*** Begin section ***

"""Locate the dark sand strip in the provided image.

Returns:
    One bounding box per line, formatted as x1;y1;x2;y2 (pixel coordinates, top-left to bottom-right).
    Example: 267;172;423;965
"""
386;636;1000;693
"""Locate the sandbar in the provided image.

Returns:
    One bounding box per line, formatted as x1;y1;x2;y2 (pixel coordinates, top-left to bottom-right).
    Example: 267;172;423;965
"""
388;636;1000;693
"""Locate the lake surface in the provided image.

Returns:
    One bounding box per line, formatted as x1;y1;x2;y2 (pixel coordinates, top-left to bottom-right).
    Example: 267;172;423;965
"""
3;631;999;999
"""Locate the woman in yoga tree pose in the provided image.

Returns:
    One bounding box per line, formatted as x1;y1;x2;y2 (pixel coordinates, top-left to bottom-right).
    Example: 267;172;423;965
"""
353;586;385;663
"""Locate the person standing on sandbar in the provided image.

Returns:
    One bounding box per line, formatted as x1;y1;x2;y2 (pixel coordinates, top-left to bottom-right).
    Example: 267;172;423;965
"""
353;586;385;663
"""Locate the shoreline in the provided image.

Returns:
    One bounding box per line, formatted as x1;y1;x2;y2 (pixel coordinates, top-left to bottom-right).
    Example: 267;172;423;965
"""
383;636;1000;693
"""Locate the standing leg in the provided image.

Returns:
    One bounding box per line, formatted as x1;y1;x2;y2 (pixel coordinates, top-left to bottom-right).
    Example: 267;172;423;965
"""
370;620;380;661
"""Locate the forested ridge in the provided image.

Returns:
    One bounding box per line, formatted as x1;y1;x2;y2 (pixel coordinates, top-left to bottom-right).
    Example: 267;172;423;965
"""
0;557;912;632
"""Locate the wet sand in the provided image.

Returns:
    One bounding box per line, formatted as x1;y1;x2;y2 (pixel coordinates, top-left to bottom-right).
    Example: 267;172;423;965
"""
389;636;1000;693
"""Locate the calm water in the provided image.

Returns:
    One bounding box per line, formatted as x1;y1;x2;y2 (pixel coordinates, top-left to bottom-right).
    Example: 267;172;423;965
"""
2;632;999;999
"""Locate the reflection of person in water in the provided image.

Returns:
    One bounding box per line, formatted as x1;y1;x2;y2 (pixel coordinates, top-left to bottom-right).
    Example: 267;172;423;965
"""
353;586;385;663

*** End section ***

EXERCISE DESCRIPTION – Give all the entries again exactly; leave none out.

EXERCISE RESULT –
"""Locate the dark sand strip in the provided image.

Returns:
    One bounding box per line, formatted as x1;y1;x2;y2 (pixel coordinates, top-left to bottom-right).
    Example: 267;172;423;965
"""
386;636;1000;693
"""Locate the sandbar in the provided image.

Returns:
    One bounding box per line, formatted as x1;y1;x2;y2 (pixel coordinates, top-left to bottom-right).
    Example: 267;172;423;965
"""
388;636;1000;693
"""Locate the lake surface in the provided image.

Returns:
    One bounding box per line, formatted as x1;y1;x2;y2 (pixel coordinates, top-left to bottom-right).
    Example: 267;172;423;965
"""
3;631;999;999
"""Locate the woman in yoga tree pose in the provided image.

Returns:
    One bounding box per line, formatted as x1;y1;x2;y2 (pixel coordinates, top-left to bottom-right).
    Example: 267;172;423;965
"""
353;586;385;663
"""Locate the person standing on sandbar in the provided image.

Returns:
    One bounding box per line, formatted as x1;y1;x2;y2 (pixel coordinates, top-left to bottom-right).
    Example: 267;172;423;965
"""
353;586;385;663
"""Locate the shoreline in the provided image.

Returns:
    One bounding box per line, formatted as x1;y1;x2;y2 (pixel coordinates, top-left to bottom-right).
    Example: 267;172;423;965
"""
383;636;1000;693
"""Locate the standing leg in the provided image.

Returns:
    One bounding box per line, formatted as x1;y1;x2;y2 (pixel coordinates, top-left to bottom-right).
    Example: 267;172;423;965
"""
370;620;380;661
"""Locate the forested ridge in the provided image.

Returns:
    One bounding box per line, formatted as x1;y1;x2;y2 (pixel coordinates, top-left to bottom-right).
    Example: 267;172;423;965
"""
0;557;912;632
"""Locate the wet sand in the provided image.

Returns:
    One bounding box per line, formatted as x1;y1;x2;y2 (pixel coordinates, top-left to bottom-right).
    Example: 267;172;423;965
"""
389;636;1000;693
"""Locate the calm water in the provided image.

Returns:
    One bounding box per line, formatted as x1;y1;x2;y2 (pixel coordinates, top-left to bottom-right).
    Example: 267;172;423;965
"""
2;632;999;999
"""Locate the reflection of person in water in the provided image.

Returns:
    One bounding box per line, formatted as x1;y1;x2;y2 (pixel coordinates, top-left to bottom-right).
    Example: 267;172;423;965
"""
353;586;385;663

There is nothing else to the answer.